Exercise » Starting at the line that contains "Label sanity check — round" and ending at the last line of the items below, rewrite each line as a string in a JSON list, omitting blank lines. Leave the pictures out of the answer.

Data rows »
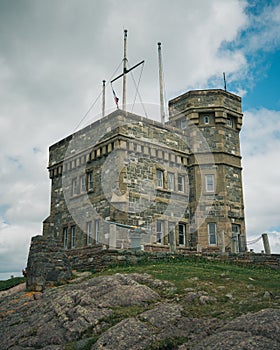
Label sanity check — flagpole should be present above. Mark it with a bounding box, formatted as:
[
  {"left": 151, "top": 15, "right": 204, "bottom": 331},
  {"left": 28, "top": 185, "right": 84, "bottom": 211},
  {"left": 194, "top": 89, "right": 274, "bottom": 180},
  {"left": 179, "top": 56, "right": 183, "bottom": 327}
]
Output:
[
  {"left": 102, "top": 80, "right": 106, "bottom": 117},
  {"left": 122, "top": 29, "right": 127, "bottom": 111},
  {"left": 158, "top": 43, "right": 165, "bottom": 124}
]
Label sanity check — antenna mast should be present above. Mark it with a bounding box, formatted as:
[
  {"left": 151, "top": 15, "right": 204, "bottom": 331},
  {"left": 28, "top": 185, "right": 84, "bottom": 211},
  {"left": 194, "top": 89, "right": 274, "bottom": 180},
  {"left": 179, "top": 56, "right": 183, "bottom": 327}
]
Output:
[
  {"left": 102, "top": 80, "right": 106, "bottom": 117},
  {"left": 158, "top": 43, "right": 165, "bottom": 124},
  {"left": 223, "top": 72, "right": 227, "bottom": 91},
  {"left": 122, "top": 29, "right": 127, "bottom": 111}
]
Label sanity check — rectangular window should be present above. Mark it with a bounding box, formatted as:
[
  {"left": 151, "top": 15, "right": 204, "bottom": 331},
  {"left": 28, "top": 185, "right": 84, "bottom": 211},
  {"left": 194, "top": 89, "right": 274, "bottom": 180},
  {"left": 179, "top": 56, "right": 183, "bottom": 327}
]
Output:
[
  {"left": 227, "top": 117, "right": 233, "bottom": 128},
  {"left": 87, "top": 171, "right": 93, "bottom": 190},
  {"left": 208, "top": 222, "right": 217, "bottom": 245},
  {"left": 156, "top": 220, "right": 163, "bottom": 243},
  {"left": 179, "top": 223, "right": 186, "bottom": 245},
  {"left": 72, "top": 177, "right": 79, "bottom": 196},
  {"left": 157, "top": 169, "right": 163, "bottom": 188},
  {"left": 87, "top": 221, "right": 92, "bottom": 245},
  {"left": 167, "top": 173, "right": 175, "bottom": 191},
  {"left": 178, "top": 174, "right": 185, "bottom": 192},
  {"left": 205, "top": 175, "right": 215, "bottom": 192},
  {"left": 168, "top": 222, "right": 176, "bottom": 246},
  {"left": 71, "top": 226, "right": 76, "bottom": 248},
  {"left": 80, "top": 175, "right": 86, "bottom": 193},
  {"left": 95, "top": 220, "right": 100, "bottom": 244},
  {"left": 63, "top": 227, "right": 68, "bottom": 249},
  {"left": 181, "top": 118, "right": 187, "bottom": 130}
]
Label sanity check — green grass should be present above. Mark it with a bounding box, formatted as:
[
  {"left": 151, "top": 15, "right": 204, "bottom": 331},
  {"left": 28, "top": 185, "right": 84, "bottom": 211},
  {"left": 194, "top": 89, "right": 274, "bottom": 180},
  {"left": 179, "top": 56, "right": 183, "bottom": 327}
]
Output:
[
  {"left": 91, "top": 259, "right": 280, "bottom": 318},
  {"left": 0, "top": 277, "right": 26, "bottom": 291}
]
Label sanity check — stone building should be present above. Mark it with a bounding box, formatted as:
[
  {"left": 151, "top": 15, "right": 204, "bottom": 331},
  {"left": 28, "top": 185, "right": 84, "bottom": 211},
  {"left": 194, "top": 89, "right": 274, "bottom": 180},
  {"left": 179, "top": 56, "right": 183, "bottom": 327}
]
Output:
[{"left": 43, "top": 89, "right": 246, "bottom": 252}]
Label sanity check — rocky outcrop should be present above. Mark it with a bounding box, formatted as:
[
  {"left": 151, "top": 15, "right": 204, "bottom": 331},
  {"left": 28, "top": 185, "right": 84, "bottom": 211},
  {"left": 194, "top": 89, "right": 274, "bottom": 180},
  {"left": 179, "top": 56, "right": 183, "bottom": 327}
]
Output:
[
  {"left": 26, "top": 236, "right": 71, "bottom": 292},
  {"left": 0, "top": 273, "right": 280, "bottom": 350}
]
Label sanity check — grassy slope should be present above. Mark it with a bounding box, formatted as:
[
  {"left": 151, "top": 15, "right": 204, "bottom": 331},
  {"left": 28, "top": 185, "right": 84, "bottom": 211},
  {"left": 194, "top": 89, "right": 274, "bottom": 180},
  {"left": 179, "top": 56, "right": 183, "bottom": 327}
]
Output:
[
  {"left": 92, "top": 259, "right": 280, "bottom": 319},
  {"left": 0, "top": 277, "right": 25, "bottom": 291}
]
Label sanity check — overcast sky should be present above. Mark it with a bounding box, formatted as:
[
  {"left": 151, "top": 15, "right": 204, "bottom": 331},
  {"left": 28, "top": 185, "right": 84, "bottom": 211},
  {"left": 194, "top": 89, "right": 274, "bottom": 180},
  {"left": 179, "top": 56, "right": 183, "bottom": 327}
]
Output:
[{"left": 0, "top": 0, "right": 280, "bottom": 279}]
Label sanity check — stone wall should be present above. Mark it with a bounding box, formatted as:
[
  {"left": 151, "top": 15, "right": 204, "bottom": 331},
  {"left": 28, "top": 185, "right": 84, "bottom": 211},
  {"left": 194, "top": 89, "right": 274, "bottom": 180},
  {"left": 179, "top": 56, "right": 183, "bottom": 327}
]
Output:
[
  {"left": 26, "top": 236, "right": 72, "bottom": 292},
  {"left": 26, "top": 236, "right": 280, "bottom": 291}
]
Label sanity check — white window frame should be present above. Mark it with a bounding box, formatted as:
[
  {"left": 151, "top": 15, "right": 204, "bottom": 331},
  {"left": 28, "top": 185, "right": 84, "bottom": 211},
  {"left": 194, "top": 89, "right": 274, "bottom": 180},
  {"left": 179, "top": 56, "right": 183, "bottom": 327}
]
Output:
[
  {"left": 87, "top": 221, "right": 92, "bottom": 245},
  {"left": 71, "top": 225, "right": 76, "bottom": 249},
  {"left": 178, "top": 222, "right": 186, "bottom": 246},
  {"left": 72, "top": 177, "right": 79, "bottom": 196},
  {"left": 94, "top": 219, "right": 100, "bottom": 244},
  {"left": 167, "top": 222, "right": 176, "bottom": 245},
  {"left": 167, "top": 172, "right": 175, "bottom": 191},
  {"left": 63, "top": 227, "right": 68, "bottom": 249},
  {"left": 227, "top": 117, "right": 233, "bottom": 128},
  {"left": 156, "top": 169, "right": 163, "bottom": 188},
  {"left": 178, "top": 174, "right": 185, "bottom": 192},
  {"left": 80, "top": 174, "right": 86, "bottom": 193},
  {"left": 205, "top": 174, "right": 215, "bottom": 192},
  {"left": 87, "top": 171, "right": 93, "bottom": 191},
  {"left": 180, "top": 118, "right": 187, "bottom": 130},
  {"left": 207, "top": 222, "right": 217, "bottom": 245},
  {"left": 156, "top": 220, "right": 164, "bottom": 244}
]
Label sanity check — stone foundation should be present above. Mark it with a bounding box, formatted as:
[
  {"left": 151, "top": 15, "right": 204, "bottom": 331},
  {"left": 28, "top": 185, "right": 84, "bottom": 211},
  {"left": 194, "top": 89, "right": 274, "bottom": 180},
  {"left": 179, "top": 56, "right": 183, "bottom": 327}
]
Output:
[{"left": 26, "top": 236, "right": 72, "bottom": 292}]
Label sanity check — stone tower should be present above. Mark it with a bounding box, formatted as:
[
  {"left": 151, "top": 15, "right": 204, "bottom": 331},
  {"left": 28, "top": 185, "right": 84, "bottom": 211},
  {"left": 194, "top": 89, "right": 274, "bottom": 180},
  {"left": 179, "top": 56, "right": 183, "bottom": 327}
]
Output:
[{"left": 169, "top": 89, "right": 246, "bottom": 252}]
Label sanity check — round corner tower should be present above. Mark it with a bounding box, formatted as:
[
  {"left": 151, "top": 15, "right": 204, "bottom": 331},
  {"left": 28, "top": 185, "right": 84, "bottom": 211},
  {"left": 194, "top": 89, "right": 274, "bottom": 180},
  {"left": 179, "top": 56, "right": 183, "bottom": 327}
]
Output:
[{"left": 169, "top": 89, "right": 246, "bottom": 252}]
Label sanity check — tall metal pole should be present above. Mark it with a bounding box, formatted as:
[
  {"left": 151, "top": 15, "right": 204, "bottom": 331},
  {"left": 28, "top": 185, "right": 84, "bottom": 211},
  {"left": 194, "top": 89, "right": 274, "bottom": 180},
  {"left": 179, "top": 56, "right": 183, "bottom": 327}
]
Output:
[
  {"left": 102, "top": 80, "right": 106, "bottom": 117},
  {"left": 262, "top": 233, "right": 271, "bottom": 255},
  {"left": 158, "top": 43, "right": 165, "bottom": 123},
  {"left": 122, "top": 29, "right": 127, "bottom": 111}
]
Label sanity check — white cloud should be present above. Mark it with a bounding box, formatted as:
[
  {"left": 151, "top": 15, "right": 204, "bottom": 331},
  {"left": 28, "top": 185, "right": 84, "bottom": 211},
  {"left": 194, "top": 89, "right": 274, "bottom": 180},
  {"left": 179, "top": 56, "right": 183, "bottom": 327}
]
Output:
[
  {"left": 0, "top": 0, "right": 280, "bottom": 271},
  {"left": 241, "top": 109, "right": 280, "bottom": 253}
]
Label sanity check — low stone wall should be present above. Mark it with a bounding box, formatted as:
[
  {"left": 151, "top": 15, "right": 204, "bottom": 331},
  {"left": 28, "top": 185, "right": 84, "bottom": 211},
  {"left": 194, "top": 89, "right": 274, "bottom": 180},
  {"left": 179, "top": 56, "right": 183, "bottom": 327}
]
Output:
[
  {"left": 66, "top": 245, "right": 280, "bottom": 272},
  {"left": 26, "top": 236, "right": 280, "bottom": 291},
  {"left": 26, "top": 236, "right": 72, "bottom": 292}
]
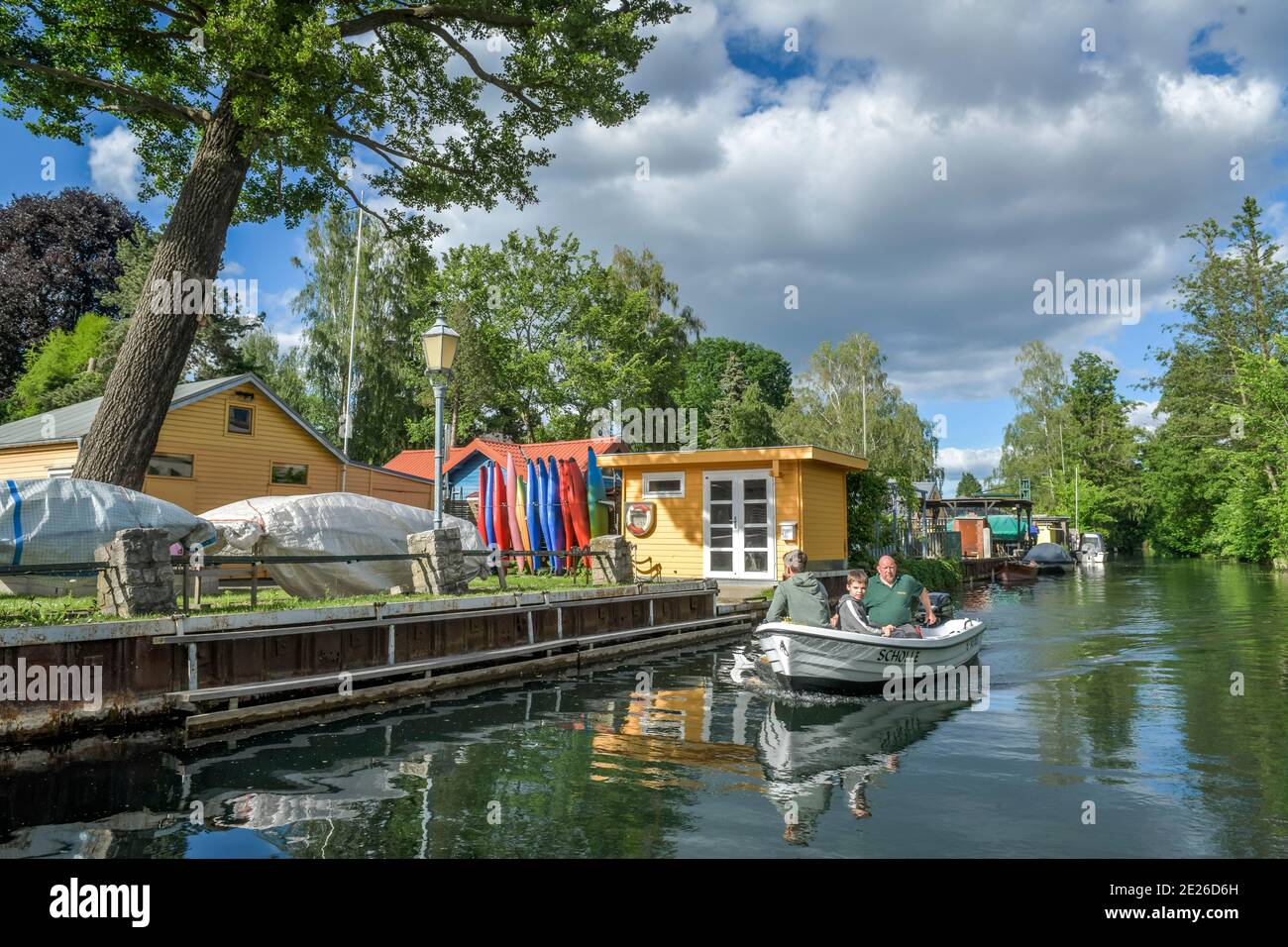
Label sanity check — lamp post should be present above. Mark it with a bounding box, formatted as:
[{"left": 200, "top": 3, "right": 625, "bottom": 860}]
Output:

Solution »
[
  "Label sanity check — round corner tower should be present above. Mark it with a bounding box, formatted as:",
  "[",
  "  {\"left\": 151, \"top\": 15, \"right\": 204, \"bottom\": 331},",
  "  {\"left\": 28, \"top\": 185, \"right\": 84, \"bottom\": 211},",
  "  {\"left\": 194, \"top\": 89, \"right\": 274, \"bottom\": 180},",
  "  {\"left\": 179, \"top\": 56, \"right\": 183, \"bottom\": 327}",
  "]",
  "Output:",
  "[{\"left\": 169, \"top\": 89, \"right\": 246, \"bottom\": 252}]",
  "Label sanity check — tall metal pole should be present above. Mark it with a bounding box, formatted as:",
  "[",
  "  {\"left\": 151, \"top\": 15, \"right\": 204, \"bottom\": 331},",
  "  {\"left\": 28, \"top\": 185, \"right\": 84, \"bottom\": 211},",
  "  {\"left\": 194, \"top\": 89, \"right\": 274, \"bottom\": 180},",
  "  {\"left\": 179, \"top\": 56, \"right\": 183, \"bottom\": 327}",
  "]",
  "Output:",
  "[",
  "  {\"left\": 102, \"top\": 80, \"right\": 106, \"bottom\": 117},",
  "  {\"left\": 262, \"top\": 233, \"right\": 271, \"bottom\": 255},",
  "  {\"left\": 158, \"top\": 43, \"right\": 165, \"bottom\": 123},",
  "  {\"left\": 122, \"top\": 29, \"right\": 127, \"bottom\": 111}",
  "]",
  "Label sanity check — white cloud should be present above. Mark it with a bounding box, formatted as:",
  "[",
  "  {\"left\": 151, \"top\": 15, \"right\": 204, \"bottom\": 331},",
  "  {\"left\": 28, \"top\": 185, \"right\": 84, \"bottom\": 211},",
  "  {\"left\": 194, \"top\": 89, \"right\": 274, \"bottom\": 180},",
  "  {\"left\": 179, \"top\": 56, \"right\": 183, \"bottom\": 327}",
  "]",
  "Output:",
  "[",
  "  {\"left\": 0, \"top\": 0, \"right\": 280, \"bottom\": 271},",
  "  {\"left\": 241, \"top\": 109, \"right\": 280, \"bottom\": 253}",
  "]",
  "Label sanity check — low stone wall should be present above. Mark it with a bounding box, formatted as:",
  "[",
  "  {\"left\": 151, \"top\": 15, \"right\": 204, \"bottom\": 331},",
  "  {\"left\": 28, \"top\": 185, \"right\": 84, \"bottom\": 211},",
  "  {\"left\": 194, \"top\": 89, \"right\": 274, \"bottom\": 180},",
  "  {\"left\": 179, \"top\": 56, \"right\": 183, \"bottom\": 327}",
  "]",
  "Output:",
  "[",
  "  {\"left\": 66, \"top\": 245, \"right\": 280, \"bottom\": 272},",
  "  {\"left\": 26, \"top\": 236, \"right\": 280, \"bottom\": 291},",
  "  {\"left\": 26, \"top\": 236, \"right\": 72, \"bottom\": 292}",
  "]",
  "Label sanity check — lamp post should be present above. Mark it with a bounding box, formatted as:",
  "[{\"left\": 200, \"top\": 3, \"right\": 625, \"bottom\": 860}]",
  "Output:"
]